START DATA FOR PROCESSING

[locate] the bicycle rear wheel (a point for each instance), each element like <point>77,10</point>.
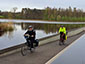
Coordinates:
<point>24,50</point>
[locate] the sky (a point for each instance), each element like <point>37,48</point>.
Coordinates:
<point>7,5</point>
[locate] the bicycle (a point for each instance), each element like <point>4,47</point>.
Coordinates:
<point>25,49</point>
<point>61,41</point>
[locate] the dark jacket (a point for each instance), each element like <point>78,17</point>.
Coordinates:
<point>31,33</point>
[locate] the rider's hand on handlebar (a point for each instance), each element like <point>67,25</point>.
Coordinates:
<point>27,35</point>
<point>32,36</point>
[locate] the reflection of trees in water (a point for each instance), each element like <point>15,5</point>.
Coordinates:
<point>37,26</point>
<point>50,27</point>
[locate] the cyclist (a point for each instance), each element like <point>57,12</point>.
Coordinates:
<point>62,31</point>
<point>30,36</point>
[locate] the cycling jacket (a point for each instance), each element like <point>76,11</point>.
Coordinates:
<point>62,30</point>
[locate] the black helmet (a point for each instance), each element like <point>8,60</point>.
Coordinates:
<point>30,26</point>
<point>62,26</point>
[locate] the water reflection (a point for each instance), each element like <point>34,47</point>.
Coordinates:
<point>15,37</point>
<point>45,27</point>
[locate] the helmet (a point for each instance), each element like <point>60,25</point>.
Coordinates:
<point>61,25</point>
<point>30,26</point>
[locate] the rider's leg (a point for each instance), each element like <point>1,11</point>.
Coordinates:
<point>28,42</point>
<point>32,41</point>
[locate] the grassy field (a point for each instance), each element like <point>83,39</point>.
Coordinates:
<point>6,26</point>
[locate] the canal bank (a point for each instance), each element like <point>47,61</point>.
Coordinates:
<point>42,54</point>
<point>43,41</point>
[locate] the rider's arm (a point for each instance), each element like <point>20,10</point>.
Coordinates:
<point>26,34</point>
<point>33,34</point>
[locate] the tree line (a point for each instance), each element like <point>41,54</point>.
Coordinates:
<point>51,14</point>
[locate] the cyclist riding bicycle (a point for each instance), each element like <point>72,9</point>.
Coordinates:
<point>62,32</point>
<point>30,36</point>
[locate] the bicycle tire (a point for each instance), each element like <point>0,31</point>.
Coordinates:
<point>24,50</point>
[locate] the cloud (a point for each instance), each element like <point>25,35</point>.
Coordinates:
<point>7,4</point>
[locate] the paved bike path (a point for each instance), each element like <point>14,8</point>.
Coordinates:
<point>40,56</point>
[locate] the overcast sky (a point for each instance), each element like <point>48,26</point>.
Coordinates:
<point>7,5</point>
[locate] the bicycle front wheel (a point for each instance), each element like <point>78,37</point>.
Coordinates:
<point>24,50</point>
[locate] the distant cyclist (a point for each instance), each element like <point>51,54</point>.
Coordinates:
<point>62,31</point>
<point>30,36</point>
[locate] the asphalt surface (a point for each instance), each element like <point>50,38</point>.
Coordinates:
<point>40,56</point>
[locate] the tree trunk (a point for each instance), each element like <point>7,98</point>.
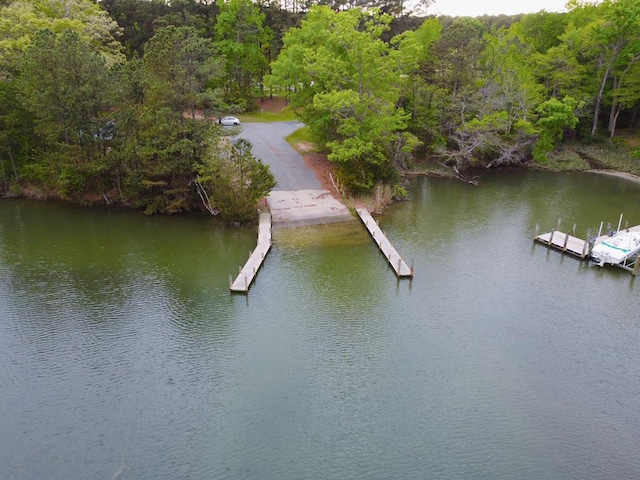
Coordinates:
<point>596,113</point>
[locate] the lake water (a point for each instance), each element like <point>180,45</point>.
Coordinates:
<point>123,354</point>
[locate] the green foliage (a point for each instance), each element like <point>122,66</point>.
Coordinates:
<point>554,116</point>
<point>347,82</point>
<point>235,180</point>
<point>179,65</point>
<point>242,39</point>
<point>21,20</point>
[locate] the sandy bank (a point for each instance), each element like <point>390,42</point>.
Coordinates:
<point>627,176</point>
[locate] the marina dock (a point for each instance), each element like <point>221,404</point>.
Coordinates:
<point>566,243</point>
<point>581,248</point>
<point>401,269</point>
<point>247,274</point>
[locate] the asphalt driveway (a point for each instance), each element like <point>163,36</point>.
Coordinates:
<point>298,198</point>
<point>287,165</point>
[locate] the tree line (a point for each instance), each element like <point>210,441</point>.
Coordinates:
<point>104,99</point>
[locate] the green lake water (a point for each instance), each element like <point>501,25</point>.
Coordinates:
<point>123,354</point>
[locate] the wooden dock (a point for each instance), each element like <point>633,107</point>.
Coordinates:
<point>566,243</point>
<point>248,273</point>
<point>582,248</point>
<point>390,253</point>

END DATA FOR PROCESSING

WHAT TO PRODUCE: Return each line from the data where the string "lake" can be found.

ANSWER SECTION:
[locate] the lake water (a point for each instance), each element like <point>180,45</point>.
[locate] the green lake water (a point for each instance), each element like <point>501,25</point>.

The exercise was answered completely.